:: SOURCE INFORMATION ::
================================

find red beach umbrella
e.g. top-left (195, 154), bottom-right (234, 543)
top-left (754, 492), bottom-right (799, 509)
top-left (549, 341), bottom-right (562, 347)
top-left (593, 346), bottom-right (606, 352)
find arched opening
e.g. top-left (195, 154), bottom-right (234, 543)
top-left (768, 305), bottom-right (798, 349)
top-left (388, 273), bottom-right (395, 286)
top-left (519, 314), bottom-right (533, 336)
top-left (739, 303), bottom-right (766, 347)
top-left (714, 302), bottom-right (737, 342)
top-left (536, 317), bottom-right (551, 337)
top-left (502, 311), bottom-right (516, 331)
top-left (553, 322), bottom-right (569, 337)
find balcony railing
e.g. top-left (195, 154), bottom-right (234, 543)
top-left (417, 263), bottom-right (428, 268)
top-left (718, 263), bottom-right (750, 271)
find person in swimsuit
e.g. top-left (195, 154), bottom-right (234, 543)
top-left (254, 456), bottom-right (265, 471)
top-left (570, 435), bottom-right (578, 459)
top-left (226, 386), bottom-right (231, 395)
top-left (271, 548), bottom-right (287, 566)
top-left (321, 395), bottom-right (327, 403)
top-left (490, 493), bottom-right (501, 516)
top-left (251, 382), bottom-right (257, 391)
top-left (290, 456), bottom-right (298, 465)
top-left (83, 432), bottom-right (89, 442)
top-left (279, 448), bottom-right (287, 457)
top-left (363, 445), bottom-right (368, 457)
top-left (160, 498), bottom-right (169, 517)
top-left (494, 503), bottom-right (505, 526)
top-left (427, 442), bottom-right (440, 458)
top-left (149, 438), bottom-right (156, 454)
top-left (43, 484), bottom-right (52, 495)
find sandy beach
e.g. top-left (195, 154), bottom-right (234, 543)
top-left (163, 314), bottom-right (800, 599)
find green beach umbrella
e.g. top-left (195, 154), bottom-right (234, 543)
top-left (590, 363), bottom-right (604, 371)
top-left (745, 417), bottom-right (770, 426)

================================

:: WORK ORDER ::
Where a line of the material above holds the string "beach", copy that line.

:: SOLUTION TO THIS EXERCISE ::
find red beach umbrella
find sandy beach
find green beach umbrella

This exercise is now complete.